(Data entries)
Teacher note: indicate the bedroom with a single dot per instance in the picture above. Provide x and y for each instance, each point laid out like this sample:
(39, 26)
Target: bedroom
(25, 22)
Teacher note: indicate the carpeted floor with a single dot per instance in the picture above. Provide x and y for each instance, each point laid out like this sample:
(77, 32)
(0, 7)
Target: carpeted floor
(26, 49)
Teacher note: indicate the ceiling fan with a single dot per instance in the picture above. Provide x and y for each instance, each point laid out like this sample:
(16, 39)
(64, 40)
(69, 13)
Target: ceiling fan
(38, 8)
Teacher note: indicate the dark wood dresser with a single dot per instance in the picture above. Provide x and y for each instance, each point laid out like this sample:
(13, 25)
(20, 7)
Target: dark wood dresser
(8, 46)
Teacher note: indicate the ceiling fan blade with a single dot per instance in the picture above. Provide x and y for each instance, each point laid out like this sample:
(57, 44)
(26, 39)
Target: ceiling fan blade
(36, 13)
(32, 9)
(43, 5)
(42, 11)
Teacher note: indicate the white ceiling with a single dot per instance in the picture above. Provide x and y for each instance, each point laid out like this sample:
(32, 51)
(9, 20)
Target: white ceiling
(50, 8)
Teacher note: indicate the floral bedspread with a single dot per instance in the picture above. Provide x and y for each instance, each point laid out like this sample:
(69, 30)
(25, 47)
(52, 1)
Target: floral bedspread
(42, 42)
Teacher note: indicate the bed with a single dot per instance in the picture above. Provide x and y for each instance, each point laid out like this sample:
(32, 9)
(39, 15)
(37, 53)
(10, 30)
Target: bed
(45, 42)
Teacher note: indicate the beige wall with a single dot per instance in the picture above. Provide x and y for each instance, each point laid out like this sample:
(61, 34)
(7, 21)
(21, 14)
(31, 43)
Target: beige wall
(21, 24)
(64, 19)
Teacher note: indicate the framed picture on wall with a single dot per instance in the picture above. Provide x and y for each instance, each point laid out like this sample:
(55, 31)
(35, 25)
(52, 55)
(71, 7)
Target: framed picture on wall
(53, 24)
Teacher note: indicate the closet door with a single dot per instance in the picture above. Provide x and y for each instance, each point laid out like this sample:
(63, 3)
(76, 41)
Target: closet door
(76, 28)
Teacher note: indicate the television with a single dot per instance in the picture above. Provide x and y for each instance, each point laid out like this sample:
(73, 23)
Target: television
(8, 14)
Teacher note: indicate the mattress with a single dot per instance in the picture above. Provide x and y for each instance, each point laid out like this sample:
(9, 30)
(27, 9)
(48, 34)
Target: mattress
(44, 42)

§ Task requirements
An identical copy of the entries above is the expected result.

§ Answer below
Teacher note: indicate the bedroom with a single dot per instance in the picture above. Provide x and y for each instance, each point laid out like this sample:
(39, 26)
Target: bedroom
(25, 22)
Teacher note: indicate the carpeted floor with a single dot per instance in the picture above. Provide x and y for each instance, each point laid out like this sample:
(77, 32)
(0, 7)
Target: carpeted floor
(26, 49)
Teacher note: indicate the ceiling fan with a single dot per instance in the picture above. Provide x and y for each instance, each point laid out like this sample:
(16, 39)
(64, 40)
(69, 13)
Target: ceiling fan
(38, 8)
Teacher note: indicate the dark wood dresser with a single dot per instance in the picture above. Provide x and y for each instance, each point laid out like this sample:
(13, 25)
(20, 7)
Target: dark wood dresser
(8, 46)
Teacher note: indicate the ceiling fan blade with a single dot per instance in the picture above. Provide x and y for each instance, each point laid out like this sample:
(57, 44)
(26, 39)
Target: ceiling fan blade
(36, 13)
(32, 9)
(43, 5)
(42, 11)
Teacher note: indicate the white ceiling with a single dot per instance in the picture above. Provide x and y for each instance, each point laid out like this sample:
(32, 51)
(9, 20)
Target: white ceiling
(50, 8)
Teacher note: indicate the floral bedspread with a single dot per instance in the picture above. Provide x and y for each instance, each point laid out like this sample:
(69, 30)
(25, 47)
(52, 1)
Target: floral bedspread
(42, 42)
Teacher note: indicate the bed with a single dot per instance in the picture above. Provide x and y for each instance, each point laid out like this sample:
(32, 9)
(39, 15)
(37, 53)
(10, 30)
Target: bed
(45, 42)
Teacher note: indicate the beige wall with a single dot per instance in the picture above. Provide x and y for each instance, each point laid out like this sample:
(61, 34)
(7, 21)
(21, 14)
(31, 43)
Target: beige wall
(21, 24)
(64, 19)
Teacher note: indicate the framed picture on wall with a single dot per instance in the picture above. Provide x and y for each instance, each point laid out like this sample:
(55, 31)
(35, 25)
(52, 55)
(71, 7)
Target: framed picture on wall
(53, 24)
Teacher note: indicate the closet door with a single dot per instance in the picture above. Provide x and y for each instance, each point laid out like this sample:
(63, 3)
(76, 41)
Target: closet door
(76, 28)
Teacher note: indicate the television with a single dot per instance in the picture above. Provide x and y for each instance, each point laid out like this sample:
(73, 23)
Target: television
(8, 14)
Teacher note: indicate the mattress with a single dot per instance in the picture above. Provide x and y for each instance, each point laid out like this sample:
(9, 30)
(27, 9)
(48, 34)
Target: mattress
(44, 42)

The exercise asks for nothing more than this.